EXERCISE REQUIREMENTS:
1: Reproduce the passage of the basketball statistics post that opens with the words containing "I'm willing to" and closes with "logic is flawed.".
2: Answer these questions using the basketball statistics post:
(a) What OPS value does the writer call mediocre?
(b) Which two basketball player evaluation statistics are named in the opening paragraph?
(c) What does the writer call the most obvious problem?
3: Extend the basketball statistics post, starting after its final sentence.

TEXT SHOWN:

------------------------------------------------

Thursday, January 20, 2011
MLB "Stat Guru" Phil Birnbaum Explains Why "Advanced Basketball Statistics" Don't Work
You know all those player evaluation statistics in basketball, like "Wins Produced," "Player Evaluation Rating," and so forth? I don't think they work. I've been thinking about it, and I don't think I trust any of them enough put much faith in their results.
That's the opposite of how I feel about baseball. For baseball, if the sportswriter consensus is that player A is an excellent offensive player, but it turns out his OPS is a mediocre .700, I'm going to trust OPS. But, for basketball, if the sportswriters say a guy's good, but his "Wins Produced" is just average, I might be inclined to trust the sportswriters.
I don't think the stats work well enough to be useful.
I'm willing to be proven wrong. A lot of basketball analysts, all of whom know a lot more about basketball than I do (and many of whom are a lot smarter than I am), will disagree. I know they'll disagree because they do, in fact, use the stats. So, there are probably arguments I haven't considered. Let me know what those are, and let me know if you think my own logic is flawed.
------
The most obvious problem is rebounds, which I've posted about many times (including these posts over the last couple of weeks). The problem is that a large proportion of rebounds are "taken" from teammates, in the sense that if the player credited with the rebound hadn't got it, another teammate would have.

------------------------------------------------

RECORD EXCERPTS:
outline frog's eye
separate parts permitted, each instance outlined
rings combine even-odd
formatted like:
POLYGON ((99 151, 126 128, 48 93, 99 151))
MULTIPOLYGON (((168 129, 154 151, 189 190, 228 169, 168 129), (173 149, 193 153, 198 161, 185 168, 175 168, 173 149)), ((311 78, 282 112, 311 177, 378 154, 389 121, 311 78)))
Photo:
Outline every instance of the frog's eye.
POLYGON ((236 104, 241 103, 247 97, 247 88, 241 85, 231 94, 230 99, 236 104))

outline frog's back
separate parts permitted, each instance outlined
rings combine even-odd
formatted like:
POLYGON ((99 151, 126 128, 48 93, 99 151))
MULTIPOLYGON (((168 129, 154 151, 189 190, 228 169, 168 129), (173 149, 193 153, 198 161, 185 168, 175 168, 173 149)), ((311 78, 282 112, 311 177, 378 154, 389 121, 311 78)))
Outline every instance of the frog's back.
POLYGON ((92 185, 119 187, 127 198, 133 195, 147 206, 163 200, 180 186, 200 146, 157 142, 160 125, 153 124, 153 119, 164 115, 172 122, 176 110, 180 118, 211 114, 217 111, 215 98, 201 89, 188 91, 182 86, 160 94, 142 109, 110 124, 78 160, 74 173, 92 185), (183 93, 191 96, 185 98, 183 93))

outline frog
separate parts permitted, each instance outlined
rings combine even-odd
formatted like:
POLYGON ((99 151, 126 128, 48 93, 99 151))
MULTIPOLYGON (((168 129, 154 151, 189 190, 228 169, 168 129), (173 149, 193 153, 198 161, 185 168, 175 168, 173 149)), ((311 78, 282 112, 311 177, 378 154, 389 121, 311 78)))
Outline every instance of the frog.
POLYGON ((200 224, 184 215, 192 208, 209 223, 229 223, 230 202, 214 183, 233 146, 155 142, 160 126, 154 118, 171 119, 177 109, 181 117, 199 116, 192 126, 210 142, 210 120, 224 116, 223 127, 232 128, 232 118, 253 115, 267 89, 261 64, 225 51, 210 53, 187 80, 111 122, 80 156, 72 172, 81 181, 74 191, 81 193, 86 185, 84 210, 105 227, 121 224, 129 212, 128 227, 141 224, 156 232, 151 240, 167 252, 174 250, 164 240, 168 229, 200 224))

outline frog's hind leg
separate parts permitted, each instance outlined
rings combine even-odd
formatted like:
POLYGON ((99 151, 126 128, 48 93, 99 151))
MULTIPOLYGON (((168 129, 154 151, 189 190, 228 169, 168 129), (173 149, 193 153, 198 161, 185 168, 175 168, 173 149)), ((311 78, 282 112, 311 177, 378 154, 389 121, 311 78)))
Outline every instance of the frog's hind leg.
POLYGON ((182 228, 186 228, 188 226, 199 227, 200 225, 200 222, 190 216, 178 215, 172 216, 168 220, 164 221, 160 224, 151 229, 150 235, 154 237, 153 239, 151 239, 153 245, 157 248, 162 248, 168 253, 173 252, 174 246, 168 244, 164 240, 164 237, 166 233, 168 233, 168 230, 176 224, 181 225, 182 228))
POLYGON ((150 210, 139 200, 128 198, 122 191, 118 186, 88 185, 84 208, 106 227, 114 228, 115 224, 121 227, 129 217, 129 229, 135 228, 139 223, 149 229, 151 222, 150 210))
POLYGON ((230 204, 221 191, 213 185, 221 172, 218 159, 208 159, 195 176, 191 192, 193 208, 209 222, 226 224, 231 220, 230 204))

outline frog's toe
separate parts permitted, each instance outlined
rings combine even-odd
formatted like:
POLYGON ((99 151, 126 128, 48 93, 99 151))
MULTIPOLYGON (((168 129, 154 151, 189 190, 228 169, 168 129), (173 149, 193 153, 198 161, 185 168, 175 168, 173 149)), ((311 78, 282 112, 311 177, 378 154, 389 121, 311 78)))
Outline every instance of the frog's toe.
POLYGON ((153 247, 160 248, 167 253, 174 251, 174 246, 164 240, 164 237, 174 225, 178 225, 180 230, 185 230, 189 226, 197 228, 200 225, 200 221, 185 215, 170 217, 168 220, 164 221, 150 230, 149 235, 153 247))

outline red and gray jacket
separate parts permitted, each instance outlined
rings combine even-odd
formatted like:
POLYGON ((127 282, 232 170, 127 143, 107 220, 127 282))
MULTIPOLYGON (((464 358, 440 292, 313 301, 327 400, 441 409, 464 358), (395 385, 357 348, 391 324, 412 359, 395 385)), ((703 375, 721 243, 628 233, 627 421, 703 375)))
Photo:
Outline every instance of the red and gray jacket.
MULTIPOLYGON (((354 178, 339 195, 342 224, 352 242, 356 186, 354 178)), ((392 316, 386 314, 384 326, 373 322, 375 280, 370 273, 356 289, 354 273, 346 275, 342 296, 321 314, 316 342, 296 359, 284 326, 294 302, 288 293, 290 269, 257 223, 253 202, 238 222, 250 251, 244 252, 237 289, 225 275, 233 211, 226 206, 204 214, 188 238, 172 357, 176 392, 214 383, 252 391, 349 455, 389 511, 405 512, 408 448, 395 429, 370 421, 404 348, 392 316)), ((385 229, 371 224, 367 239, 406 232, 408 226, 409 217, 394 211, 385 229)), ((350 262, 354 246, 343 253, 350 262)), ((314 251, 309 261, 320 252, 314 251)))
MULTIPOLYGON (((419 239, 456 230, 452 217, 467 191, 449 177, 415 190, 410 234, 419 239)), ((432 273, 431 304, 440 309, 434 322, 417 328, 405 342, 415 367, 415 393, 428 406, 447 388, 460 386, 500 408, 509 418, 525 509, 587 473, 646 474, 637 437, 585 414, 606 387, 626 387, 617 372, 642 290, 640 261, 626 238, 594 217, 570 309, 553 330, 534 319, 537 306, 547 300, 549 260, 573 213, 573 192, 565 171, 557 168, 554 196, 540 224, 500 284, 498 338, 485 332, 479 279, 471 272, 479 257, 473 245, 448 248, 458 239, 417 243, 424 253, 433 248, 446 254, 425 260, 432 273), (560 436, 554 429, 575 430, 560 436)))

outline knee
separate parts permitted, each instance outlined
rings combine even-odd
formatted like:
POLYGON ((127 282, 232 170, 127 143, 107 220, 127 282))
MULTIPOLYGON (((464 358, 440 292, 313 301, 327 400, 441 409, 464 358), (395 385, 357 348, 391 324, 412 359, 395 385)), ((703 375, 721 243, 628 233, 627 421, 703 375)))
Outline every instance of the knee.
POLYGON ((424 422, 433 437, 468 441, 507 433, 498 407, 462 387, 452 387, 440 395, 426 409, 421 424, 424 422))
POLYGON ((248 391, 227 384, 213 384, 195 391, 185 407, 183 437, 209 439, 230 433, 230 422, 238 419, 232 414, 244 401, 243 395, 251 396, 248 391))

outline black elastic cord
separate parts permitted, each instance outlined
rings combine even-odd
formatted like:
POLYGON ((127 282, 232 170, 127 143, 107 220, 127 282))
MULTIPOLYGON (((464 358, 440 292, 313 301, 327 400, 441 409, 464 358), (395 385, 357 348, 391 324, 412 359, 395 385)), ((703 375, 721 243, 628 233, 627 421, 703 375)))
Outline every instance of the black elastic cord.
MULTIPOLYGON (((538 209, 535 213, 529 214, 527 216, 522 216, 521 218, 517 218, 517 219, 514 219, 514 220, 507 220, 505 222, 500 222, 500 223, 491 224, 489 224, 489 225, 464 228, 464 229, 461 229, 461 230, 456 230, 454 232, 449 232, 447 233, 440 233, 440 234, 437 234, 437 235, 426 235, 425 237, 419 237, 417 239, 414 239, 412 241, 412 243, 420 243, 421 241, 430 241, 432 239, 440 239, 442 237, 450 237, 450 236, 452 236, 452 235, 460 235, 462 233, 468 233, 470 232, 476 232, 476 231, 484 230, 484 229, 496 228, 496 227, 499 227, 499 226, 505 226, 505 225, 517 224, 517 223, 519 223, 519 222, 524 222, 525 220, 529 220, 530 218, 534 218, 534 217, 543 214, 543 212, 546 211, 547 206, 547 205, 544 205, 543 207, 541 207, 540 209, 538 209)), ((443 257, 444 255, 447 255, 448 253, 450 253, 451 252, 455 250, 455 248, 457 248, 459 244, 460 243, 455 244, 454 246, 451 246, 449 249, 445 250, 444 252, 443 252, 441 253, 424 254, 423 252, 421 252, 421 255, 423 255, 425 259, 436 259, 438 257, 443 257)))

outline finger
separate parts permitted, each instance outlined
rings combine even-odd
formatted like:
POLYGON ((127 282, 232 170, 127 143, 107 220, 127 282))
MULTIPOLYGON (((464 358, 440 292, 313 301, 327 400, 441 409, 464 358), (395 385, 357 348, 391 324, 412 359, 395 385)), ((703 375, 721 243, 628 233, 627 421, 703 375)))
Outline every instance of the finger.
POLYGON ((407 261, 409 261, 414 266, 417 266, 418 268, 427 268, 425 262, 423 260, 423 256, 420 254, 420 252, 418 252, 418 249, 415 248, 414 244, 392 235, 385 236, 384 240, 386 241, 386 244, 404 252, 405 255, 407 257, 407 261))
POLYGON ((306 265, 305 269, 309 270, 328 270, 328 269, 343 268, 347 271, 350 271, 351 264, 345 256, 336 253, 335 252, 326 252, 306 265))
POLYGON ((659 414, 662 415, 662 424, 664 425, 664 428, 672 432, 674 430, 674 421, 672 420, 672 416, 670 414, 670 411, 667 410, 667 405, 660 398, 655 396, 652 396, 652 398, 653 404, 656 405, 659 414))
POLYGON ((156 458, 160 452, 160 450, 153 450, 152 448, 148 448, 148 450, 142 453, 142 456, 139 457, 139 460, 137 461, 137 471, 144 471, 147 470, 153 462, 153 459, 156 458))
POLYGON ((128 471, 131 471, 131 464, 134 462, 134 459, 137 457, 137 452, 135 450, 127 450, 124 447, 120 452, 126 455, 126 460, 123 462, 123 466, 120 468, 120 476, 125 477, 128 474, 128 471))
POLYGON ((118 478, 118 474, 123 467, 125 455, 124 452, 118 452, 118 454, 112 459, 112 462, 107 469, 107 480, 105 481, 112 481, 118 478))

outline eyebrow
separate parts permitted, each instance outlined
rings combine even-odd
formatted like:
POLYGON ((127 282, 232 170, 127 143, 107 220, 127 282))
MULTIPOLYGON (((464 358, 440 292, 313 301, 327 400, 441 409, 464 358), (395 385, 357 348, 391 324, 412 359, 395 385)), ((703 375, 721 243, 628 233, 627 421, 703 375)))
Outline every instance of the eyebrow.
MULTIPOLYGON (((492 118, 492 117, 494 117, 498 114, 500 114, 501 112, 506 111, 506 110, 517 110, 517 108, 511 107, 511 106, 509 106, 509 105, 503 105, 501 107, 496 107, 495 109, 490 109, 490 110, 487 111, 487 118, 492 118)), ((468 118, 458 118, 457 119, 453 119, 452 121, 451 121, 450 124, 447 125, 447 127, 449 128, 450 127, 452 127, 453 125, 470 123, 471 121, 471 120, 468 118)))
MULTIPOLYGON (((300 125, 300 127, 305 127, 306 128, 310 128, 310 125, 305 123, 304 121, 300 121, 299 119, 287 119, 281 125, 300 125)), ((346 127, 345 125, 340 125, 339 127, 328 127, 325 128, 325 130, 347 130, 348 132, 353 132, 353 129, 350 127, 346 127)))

------------------------------------------------

RESPONSES IN ORDER:
1:
I'm willing to be proven wrong. A lot of basketball analysts, all of whom know a lot more about basketball than I do (and many of whom are a lot smarter than I am), will disagree. I know they'll disagree because they do, in fact, use the stats. So, there are probably arguments I haven't considered. Let me know what those are, and let me know if you think my own logic is flawed.

2:
(a) .700
(b) "Wins Produced" and "Player Evaluation Rating"
(c) Rebounds

3:
We don't know the exact numbers, but maybe 70% of defensive and 50% of offensive rebounds are taken from a teammates' total.
More importantly, it's not random, and it's not the same for all players. Some rebounders will cover much more of other players' territory than others. So when player X had a huge rebounding total, we don't know whether he's just good at rebounds, whether he's just taking them from teammates, or whether it's some combination of the two.
So, even if we decide to take 70% of every defensive rebound, and assign it to teammates, we don't know that's the right number for the particular team and rebounder. This would lead to potentially large errors in player evaluations.
The bottom line: we know exactly what a rebound is worth for a team, but we don't know which players are responsible, in what proportion, for the team's overall performance.
------
Now, that's just rebounds. If that were all there were, we could just leave that out of the statistic, and go with what we have.
But there's a similar problem with shooting accuracy.
I ran the same test for shooting that I ran for rebounds.
For the 2008-09 season, I ran regression for each of the five positions. Each row of the regression was a single team for that year, and I checked how each position's shooting (measured by eFG%) affected the average of the other four positions (the simple average, not weighted by attempts).
It turns out that there is a strong positive correlation in shooting percentage among teammates. If one teammate shoots accurately, the rest of the team gets carried along.
Here are the numbers (updated, see end of post):
PG: slope 0.30, correlation 0.63
SG: slope 0.40, correlation 0.62SF: slope 0.26, correlation 0.27
PF: slope 0.28, correlation 0.27
-C: slope 0.27, correlation 0.43
To read one line off the chart: for every one percentage point increase in shooting percentage by the SF (say, from 47% to 48%), you saw an increase of 0.26% in each of his teammates (say, from 47% to 47.26%).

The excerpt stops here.